Written problem 1: Retype the Powel House passage between "Powel House Haunting" and "of the colonies.", inclusive.

Passage shown:

>> start

Powel House Haunting

Built in 1765, the house on Philadelphia’s 3rd Street, called Powel House, is reputedly haunted. The three-story structure is a Georgian mansion replete with ballroom and built on what was once known as “Society Hill.” The home is historically significant as it was used as a gathering place and visited by many important figures throughout the American Revolutionary War.

History

The house was named after Samuel Powel, one of the mayors of Philadelphia. His time in office straddled the line at the edge of British rule of the colonies.

Powel bought the house in 1769 from Charles Stedman, who sold the house to Powel in an attempt to rectify financial problems that eventually led him to debtors’ prison.

Powel took ownership and moved in with his bride, Elizabeth Willing Powel. It was their home until Samuel’s death in 1793 and the two were said to be inseparable, acting more like friends than man and wife. The couple lost three children during their marriage and left this world childless.

Friends of the Patriots

The Powel’s were high-society folk whose circle of friends included politicians and dignitaries. They held parties and social events at their home which is how historical figures like George Washington and John Adams come into the picture.

>> end

Information given:

>> start

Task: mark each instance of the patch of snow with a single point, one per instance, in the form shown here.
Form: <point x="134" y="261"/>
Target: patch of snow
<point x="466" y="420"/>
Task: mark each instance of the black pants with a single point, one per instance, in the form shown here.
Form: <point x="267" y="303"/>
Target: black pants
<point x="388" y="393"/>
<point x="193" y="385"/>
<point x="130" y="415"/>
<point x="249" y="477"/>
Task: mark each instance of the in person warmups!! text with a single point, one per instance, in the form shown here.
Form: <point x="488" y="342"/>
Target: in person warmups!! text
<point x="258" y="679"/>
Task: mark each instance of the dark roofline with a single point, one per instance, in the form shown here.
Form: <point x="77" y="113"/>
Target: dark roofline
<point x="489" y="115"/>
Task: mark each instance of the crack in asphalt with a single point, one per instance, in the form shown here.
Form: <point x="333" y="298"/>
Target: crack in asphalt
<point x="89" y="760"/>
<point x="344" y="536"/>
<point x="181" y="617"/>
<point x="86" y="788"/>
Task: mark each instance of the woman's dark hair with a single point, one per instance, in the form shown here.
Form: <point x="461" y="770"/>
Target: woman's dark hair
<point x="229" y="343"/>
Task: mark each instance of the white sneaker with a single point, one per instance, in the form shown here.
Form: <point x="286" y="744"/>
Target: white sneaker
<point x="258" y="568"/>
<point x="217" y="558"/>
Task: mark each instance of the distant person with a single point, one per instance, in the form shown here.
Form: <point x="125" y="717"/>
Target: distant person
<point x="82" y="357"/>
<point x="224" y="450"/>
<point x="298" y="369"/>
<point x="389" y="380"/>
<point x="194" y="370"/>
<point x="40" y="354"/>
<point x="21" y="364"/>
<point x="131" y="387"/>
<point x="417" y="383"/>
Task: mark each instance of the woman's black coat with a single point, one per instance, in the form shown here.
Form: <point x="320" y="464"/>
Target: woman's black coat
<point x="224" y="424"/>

>> end

Written problem 2: In the records, change "coat" to "jacket" in the lines from the line holding "Task: mark each instance of the woman's black" through the end of the records, inclusive, and leave everything else as it stands. Give only those lines.

Worked answer 1:
Powel House Haunting

Built in 1765, the house on Philadelphia’s 3rd Street, called Powel House, is reputedly haunted. The three-story structure is a Georgian mansion replete with ballroom and built on what was once known as “Society Hill.” The home is historically significant as it was used as a gathering place and visited by many important figures throughout the American Revolutionary War.

History

The house was named after Samuel Powel, one of the mayors of Philadelphia. His time in office straddled the line at the edge of British rule of the colonies.

Worked answer 2:
Task: mark each instance of the woman's black jacket with a single point, one per instance, in the form shown here.
Form: <point x="320" y="464"/>
Target: woman's black jacket
<point x="224" y="424"/>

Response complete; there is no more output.